* _TASK DETAILS_
Two lines mark the range in the entries below: the one holding "column 157, row 26" and the one holding "column 362, row 221". Set down those two and all lines between them, exactly.

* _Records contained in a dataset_
━━━━━━━━━━━━━━━━
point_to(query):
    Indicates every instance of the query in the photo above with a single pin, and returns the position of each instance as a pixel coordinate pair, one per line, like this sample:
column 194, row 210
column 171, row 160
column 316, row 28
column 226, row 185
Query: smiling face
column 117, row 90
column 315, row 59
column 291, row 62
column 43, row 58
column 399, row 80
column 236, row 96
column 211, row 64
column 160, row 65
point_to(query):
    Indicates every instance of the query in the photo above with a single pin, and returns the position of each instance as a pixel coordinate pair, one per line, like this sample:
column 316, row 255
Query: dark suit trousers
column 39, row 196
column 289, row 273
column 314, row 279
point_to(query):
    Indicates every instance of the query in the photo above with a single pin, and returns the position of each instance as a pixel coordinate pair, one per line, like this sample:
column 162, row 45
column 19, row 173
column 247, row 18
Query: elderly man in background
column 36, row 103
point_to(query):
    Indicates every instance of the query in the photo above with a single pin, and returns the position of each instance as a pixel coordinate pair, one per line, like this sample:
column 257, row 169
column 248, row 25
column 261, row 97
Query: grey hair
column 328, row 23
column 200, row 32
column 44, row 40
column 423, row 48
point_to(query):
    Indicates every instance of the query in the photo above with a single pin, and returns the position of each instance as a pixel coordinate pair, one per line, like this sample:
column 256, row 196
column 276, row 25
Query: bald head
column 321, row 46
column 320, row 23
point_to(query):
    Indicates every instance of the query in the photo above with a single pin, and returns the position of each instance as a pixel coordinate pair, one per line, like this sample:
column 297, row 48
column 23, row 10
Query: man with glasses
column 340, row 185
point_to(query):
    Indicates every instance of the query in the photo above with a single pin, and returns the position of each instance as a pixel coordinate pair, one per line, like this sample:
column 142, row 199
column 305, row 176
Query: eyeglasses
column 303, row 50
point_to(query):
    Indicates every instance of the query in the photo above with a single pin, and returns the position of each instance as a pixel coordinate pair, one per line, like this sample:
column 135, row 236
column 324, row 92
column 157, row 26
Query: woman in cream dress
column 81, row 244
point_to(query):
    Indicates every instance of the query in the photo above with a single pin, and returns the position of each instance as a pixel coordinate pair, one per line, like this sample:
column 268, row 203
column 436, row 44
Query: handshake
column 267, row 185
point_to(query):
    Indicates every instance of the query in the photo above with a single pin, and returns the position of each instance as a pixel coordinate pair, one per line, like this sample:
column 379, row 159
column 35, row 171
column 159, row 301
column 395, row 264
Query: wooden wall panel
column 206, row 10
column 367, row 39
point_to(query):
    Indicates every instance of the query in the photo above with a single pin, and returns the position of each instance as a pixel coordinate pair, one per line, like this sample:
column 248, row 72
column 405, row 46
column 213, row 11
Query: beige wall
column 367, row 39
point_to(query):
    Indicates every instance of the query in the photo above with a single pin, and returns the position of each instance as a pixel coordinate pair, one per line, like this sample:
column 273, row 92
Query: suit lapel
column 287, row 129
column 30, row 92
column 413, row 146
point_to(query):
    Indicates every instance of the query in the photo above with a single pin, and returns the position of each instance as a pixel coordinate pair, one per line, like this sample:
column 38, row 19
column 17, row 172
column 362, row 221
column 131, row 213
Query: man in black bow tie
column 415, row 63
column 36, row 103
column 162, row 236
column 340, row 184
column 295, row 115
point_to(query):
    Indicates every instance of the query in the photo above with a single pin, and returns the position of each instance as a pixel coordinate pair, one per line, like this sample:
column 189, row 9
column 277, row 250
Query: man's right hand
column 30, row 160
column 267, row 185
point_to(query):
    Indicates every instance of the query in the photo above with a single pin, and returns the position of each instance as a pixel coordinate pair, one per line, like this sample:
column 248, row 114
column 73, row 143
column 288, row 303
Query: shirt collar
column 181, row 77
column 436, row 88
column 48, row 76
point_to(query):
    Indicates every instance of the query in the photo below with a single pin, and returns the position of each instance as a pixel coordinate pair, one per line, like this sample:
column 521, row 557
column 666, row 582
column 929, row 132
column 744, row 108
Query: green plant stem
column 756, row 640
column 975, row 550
━━━━━━━━━━━━━━━━
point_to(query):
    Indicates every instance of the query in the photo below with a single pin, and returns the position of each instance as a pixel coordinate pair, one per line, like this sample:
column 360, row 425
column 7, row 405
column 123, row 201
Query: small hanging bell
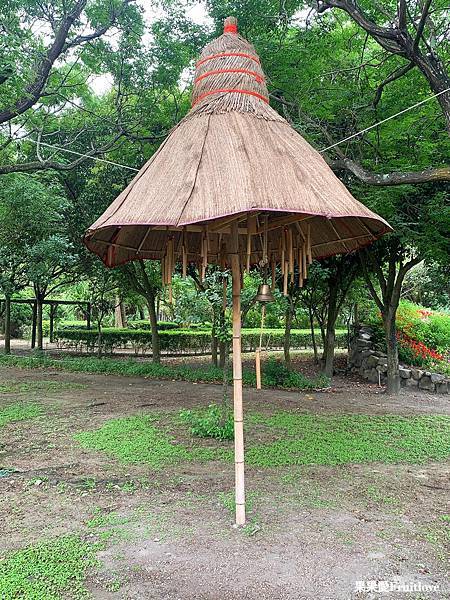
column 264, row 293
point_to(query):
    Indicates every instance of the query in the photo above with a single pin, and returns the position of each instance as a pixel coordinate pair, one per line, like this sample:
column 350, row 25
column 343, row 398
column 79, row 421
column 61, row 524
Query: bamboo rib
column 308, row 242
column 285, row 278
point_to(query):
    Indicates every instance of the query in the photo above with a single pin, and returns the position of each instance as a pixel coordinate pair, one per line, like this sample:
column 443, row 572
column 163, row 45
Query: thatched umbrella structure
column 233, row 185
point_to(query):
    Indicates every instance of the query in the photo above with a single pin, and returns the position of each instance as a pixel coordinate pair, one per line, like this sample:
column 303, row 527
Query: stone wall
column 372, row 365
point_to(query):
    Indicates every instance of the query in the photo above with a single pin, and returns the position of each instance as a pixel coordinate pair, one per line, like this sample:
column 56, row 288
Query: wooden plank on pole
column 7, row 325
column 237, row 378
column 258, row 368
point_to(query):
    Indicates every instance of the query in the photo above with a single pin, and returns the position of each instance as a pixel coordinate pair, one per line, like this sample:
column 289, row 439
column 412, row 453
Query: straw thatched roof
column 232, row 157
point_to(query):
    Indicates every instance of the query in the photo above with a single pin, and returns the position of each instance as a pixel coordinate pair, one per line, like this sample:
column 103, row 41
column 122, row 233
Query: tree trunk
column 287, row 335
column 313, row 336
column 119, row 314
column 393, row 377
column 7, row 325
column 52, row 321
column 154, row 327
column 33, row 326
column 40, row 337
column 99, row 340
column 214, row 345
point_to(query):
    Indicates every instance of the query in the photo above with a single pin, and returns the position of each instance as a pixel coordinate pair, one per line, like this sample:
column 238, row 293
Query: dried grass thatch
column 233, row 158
━━━━━━━━━━━━━━━━
* _YOUR RESPONSE_
column 157, row 26
Query: woman in cream dress
column 81, row 244
point_to(query):
    Indicates every instance of the query in the photo above with a single pin, and returns the position of each instance as a pixel coordinate pair, one per line, like this sample:
column 268, row 203
column 436, row 44
Query: handshake
column 267, row 185
point_to(query):
    Indicates every instance of the query in the photo above with a single pin, and returns the position of each instance as a pixel coordinate pair, one per line, like this sample:
column 379, row 159
column 35, row 171
column 159, row 301
column 395, row 264
Query: wooden wall panel
column 206, row 10
column 367, row 39
point_to(query):
    Indicates every instance of the query in the photo above with a single pin, and returns the position of each instance as a pixel coordinate pair, one per line, like this sample:
column 248, row 72
column 405, row 46
column 213, row 11
Query: beige wall
column 367, row 39
point_to(query):
    Indicates every instance of the query in the photo above with a single pin, and returns the position of each instance as a pixel coordinate pair, one per line, like this sample:
column 273, row 92
Query: suit lapel
column 287, row 129
column 30, row 92
column 413, row 146
point_to(query):
    Indicates every instance of the query in the photo above with a single pin, and returns the position of each instance as a pixel coordinate pair, one per line, like this sample:
column 38, row 19
column 17, row 172
column 362, row 221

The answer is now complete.